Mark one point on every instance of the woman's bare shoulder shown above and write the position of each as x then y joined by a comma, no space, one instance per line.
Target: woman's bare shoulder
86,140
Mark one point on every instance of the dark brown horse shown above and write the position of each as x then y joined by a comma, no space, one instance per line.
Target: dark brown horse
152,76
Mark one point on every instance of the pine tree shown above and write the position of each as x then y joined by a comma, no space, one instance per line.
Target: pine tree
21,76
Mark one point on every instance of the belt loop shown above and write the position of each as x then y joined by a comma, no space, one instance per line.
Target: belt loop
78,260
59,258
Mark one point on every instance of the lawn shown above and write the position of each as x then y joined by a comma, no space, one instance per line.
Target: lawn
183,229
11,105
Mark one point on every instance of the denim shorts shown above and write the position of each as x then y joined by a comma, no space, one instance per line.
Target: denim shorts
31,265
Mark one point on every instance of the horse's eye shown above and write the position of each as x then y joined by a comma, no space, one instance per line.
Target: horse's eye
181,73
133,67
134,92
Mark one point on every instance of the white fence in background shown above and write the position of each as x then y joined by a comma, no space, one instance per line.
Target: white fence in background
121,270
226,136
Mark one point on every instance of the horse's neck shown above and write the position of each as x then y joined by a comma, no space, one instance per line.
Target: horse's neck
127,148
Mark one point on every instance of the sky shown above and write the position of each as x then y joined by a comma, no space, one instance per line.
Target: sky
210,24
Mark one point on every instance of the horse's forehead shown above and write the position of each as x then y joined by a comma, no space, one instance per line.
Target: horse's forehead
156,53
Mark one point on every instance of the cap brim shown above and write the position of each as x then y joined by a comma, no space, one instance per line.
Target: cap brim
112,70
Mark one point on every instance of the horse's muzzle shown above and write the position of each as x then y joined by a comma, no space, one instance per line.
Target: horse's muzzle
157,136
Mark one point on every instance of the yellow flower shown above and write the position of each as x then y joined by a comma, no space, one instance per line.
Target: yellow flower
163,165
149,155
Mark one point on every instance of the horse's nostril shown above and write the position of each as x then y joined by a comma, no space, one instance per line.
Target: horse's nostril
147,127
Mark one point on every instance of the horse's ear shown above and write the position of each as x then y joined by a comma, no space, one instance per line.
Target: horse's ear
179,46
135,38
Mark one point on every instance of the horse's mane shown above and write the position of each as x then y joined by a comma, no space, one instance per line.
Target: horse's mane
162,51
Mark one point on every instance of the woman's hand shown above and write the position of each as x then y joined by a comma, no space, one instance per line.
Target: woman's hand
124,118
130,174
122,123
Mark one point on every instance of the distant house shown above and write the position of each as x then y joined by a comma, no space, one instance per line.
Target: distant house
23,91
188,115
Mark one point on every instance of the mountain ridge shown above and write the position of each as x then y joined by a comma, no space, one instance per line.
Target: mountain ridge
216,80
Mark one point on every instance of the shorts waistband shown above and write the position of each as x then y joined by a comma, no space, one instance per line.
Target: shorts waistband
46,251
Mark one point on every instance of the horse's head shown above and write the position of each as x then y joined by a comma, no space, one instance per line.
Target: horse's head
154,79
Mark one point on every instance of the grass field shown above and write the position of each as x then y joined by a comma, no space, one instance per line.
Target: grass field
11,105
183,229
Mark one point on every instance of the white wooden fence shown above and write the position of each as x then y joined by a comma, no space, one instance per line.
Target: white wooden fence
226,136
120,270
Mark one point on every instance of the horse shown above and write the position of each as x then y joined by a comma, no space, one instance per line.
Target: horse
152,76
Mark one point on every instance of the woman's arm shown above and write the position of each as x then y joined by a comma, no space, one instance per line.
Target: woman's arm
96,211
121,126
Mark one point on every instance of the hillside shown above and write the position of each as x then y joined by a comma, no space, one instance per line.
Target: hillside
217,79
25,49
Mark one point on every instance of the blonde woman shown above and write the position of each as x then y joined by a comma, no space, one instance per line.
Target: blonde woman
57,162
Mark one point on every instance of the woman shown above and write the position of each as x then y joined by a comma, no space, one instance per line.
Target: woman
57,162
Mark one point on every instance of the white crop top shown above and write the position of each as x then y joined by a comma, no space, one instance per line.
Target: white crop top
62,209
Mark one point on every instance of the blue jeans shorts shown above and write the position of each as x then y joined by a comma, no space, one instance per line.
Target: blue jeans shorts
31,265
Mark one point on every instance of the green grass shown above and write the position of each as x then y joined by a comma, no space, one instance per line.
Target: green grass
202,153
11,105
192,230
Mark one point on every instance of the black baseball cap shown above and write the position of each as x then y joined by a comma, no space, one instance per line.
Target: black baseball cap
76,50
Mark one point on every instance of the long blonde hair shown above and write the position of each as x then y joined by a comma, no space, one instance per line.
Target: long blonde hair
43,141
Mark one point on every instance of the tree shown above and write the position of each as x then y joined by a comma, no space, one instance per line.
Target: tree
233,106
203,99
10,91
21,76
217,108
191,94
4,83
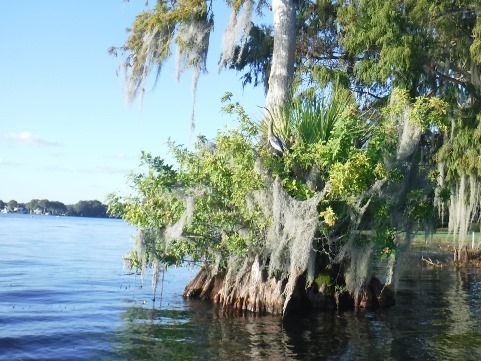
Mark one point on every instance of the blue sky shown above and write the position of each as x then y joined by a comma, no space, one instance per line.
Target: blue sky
66,133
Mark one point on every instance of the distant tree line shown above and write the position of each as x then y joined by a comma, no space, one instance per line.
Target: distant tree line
91,208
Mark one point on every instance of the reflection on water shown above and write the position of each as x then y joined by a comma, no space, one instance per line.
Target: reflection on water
65,296
437,317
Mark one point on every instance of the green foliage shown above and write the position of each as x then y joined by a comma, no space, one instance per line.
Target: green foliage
420,207
351,177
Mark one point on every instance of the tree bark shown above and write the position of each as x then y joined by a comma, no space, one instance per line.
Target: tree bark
282,68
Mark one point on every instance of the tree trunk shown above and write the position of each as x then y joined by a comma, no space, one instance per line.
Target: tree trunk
282,68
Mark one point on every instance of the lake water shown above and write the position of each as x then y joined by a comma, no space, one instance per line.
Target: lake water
64,295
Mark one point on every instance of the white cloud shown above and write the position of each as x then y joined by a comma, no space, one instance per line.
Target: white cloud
28,138
4,162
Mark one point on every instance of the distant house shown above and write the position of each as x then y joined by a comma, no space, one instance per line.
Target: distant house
20,209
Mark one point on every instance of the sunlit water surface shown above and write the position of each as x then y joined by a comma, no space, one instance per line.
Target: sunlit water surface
64,295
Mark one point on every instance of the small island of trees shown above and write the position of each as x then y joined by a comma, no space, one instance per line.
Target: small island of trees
378,104
91,208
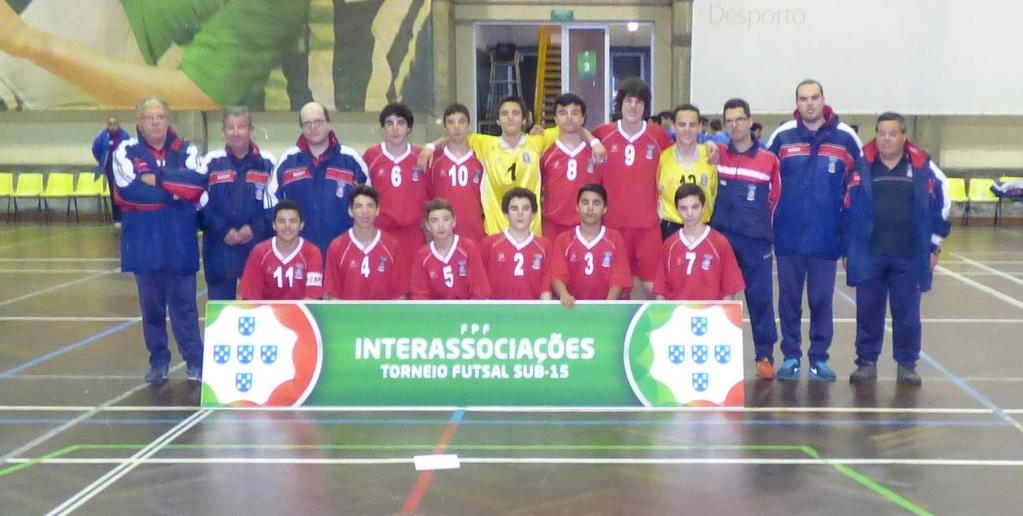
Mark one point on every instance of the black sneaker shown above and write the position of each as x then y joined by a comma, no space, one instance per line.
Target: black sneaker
865,372
907,375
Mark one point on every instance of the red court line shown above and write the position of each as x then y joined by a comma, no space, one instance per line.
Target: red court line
423,483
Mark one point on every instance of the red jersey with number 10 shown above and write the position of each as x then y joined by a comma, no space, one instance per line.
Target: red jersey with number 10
270,275
630,173
374,271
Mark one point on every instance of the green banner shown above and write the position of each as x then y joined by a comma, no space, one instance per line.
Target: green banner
487,353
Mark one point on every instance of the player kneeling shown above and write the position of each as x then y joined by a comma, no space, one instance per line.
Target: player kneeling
518,262
699,263
590,261
448,267
285,266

## Requirement
Repeat every line above exactly, minus the pictures.

## Written solution
Mark one point on every instance of the woman's bare shoulder shown above and write the position of each as x then y joined by a comma, no space, one instance per line.
Target: woman's bare shoulder
86,140
Mark one point on every instance of the dark brown horse shown above and write the position of each as x then y joined by a comma, no space, one instance per line.
Target: dark brown horse
152,76
Mark one point on every instance of the pine tree shown above and write the position of each as x then y joined by a comma, no space, one instance per line.
Target: pine tree
21,76
Mark one point on every instance of the belt loop shown above and write the position of each as x then y joined by a comma, no space, one instance per line.
Target: belt loop
78,260
59,258
Mark one point on every instance of the lawn shown above and write the position of each as x then y joined by a comma, no space, one instance per line.
Target: lawn
183,229
11,105
Mark one point on every instance of the denim shorts shown above and write the position of each as x then y joined by a comma, no space, one instance per line.
Target: denim shorts
31,265
Mark one point on every instance of the horse's eye shown above and write the position of each as x then y joined by a comma, no space, one instance per line.
Target: horse's eye
181,73
133,67
134,92
Mark one point on every instance of the white fence in background shown above and write the position of each as x then y joined by a comma, no space, one instance per line.
Target: white fence in background
121,270
226,136
Mark one point on every instance of the horse's neck shown above and write the position of each as x then y joined by a comma, no space, one instance per line.
Target: horse's neck
127,148
Mark one point on every instance of the sky shown above and write the position of each as x then y joined by a comma, no space, one instance per line.
Target: sky
210,24
Mark one point on every instance of the horse's forehead shown above and write the position of each as x then y joined by a comma, no space, one instance per line.
Target: horse's forehead
156,53
Mark one point on every instance of the cap brim shown above and write the position of each as x then y joined by a comma, no space, one instance per line.
Target: cap brim
112,70
Mark one point on every instance of the horse's muzzle shown above and write the position of each as x then y joined by a comma, no space, one instance per line.
Target: horse's muzzle
157,136
Mark one point on every instance of the yellow flower shown above and write the position of each as x then y joined by a comma, no space, one instance per line.
Target: yellow flower
163,165
149,155
Mark one point on every instance of the horse's nostril shown above and write the position of each as x then y joined by a comma, no space, one instance per line.
Target: horse's nostril
147,127
Mark one point on every instance of the horse's ear shown above and write the position of each as x then y joined by a comma, no space, one instance per line.
Target: horse's ear
179,46
135,38
Mark one point on every instance of the horse's mane shown above and write the position of each as x then y joined by a comma, no space, one instance per line.
Target: horse's mane
162,51
Mark one point on every instance of the woman's hand shown above and write the position of each as x then y joined by a comma, no space, one instance per line.
Target: woman's hand
124,118
130,174
122,123
Mark one point on every instance of the distant house shown above and write the position of each as x then y joined by a comma, no space, one instance per line.
Target: distant house
23,91
188,115
Mark one point on every instance of the mountain ridge shown above and write the position of each as x then y joined by a comma, no space, one instance per line.
Target: mountain ridge
216,80
Mark one point on every instance of the shorts waistband shown above and write the position of each as x then y joined by a comma, no space, one instance per line.
Target: shorts waistband
46,251
Mark one point on every instance of the horse's head shown above and write the position of each as x then y joined by a comma, no space, one instance per line.
Target: horse's head
154,79
Mark one point on every instance of the grass field shown above and write the position of each as x then y joined by a comma, no space, one instance per line.
Target: grass field
11,105
183,229
Mark one point on every instance of the white wooden fence shown above and write the position of each as x then y joined by a comma, no space, one instance per line.
Target: white wooden fence
226,136
120,270
Mark one point on every instance of the horse shown above and write the position of each as x then y joined by a comma, no space, one instance per line.
Target: horse
152,76
Mark one point on every instance of the woman's arm shown above and write the position of each as x then y joined by a comma, no space, one instance per line.
Target: woman's arm
96,211
121,126
Mark one point on every instance of the hillside shown above and write the position of each as x then y joined by a comma, no space, one instance per line.
Target: hillside
217,79
25,49
Mark one point on every instance of the blonde woman shown above and write the position of each as x then y joined by a comma, no space, one instance per line.
Target: blonde woman
57,162
Mark one point on every instance of the woman shown above and write the position of each as x then y joined by a comma, no space, one instance per line.
Target: woman
57,162
Mark one point on every instance of the white crop top shown above and write the position of each as x then y joined by a comma, no space, one instance per line.
Target: white crop top
62,209
Mark one point on every instance of the blue jeans shorts shown above and write the position of each as x then y joined by a comma, no space, one instance per line.
Target: blue jeans shorts
31,265
Mark one point on every instance of the green grass shown above and write the position of each as x then y joined by a comma, no space, one instance per line.
Target: green grass
202,153
11,105
192,230
Mark one point on every instance of the black baseball cap shown above and write the position of each as x then y joined by a comma, no space, one instance per line.
Target: black baseball cap
76,50
Mark one point on every instance of the long blonde hair shown above and write the position of each as x then y joined by a comma, no space, one instance per line.
Target: long blonde hair
43,141
Mark one point on every instance of the tree shown above and write the position of each as x then y joined by a comma, no space, one instance per line.
Target: tree
233,106
203,99
10,91
21,76
217,108
191,94
4,83
Mark one point on every instance of the blue sky shown above and write the position of each as x then y joined by a comma, no space, one instance per line.
Target: blue sky
66,133
Mark one point on every instance of the distant tree line shown above and write the position of each as x then y joined by a comma, no space, one instance per line.
Target: distant tree line
91,208
Mark one point on every instance of the reflection on water shown above and write the position of each as x then y joined by a comma, no space, one instance per line.
Target: reflection on water
65,296
437,317
Mark one point on every instance of the green foliage shown above and write the position of each as x then y joined by a comma, no space, one instance per line.
Target: green foliage
420,207
351,177
Mark one point on every instance of the tree bark shown above and write the position of each as x then y joined by a comma, no space, one instance per line.
Target: tree bark
282,68
Mark one point on every instance of the tree trunk shown above and write the position of each as x then y joined by a comma, no space, one instance per line.
Target: tree trunk
282,68
Mark one point on every instance of the lake water shown above and write the position of each as x then y joined by a comma, no space, one instance per line.
Target: lake water
64,295
Mark one point on every instance of the white cloud shown above and write the position of each as x then y joined by a comma, no space, one instance per line.
Target: white cloud
28,138
4,162
Mark one point on every instance of the distant house shown above and write the position of each as x then y joined by a comma, no space, one instance per line.
Target: distant house
20,209
Mark one point on every instance of the sunlit water surface shown above and write the position of each as x then y joined by a comma, no space, one instance per line.
Target: sunlit water surface
64,295
Mark one point on every instance of the small island of trees shown above and write the position of each as x then y joined by a comma, no space, one instance per line.
Target: small island of trees
378,104
91,208
Mark one point on every instance of the black sneaker shown above and write the position of each as x then y joined by a comma, no space, one instance per line.
Target: black sneaker
865,372
907,375
Mark one point on every instance of the red court line shown above and write the position of each as x then y joined by a comma, no space, one instance per line.
Target: red court line
423,483
Mark one point on every instance of the red jersey with number 10 shown above and write the position of each as x then y joined by a comma, no space, one instance per line.
Target: red jersey with number 10
270,275
630,173
374,271
Mark one point on every instance of the green banner shown above and write the position of each as x then y joined by a comma, no space, one instance per line.
Target: green banner
487,353
Mark one point on every instance of the player kneeling shown above and write the position of each as x then y joined by a comma, no space, one instance per line.
Target: player kneeling
518,262
699,263
590,261
448,267
285,266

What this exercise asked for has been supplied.